Source extract –
Etiology
Central retinal vein occlusion (CRVO) often occurs in the region of the optic nerve lamina cribrosa, where the space is considerably narrow, resulting in compression on the central retinal vein (CRV) by the crowded nerve fibers. Additionally, the central retinal artery (CRA) and CRV are located in close proximity at the lamina cribrosa, making this area or the neighboring portion of the CRV prone to thrombosis. Factors that promote thrombus formation include:
- Vascular Wall Changes: Hypertension and CRA sclerosis exert compressive pressure on the CRV, which are the most common risk factors and are typically seen in patients over 50 years of age. Inflammation of the CRV, causing wall edema, intimal damage, and endothelial cell proliferation, may also narrow the lumen and obstruct blood flow, more commonly affecting patients under 45 years of age.
- Hemorheological Changes: Systemic diseases, particularly diabetes, can lead to increased blood viscosity, elevated platelet count and aggregation, and higher thromboxane B2 levels.

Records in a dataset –
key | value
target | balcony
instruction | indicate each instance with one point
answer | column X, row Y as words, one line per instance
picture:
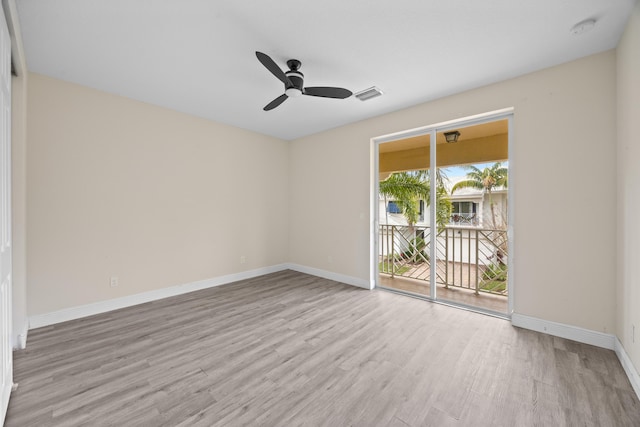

Activity –
Answer these questions about the etiology text on central retinal vein occlusion.
1. In what region does central retinal vein occlusion often occur?
2. Patients of what age typically have hypertension and CRA sclerosis as risk factors?
3. Which systemic disease is named in particular as leading to increased blood viscosity?

Solved exercise –
1. In the region of the optic nerve lamina cribrosa.
2. Patients over 50 years of age.
3. Diabetes.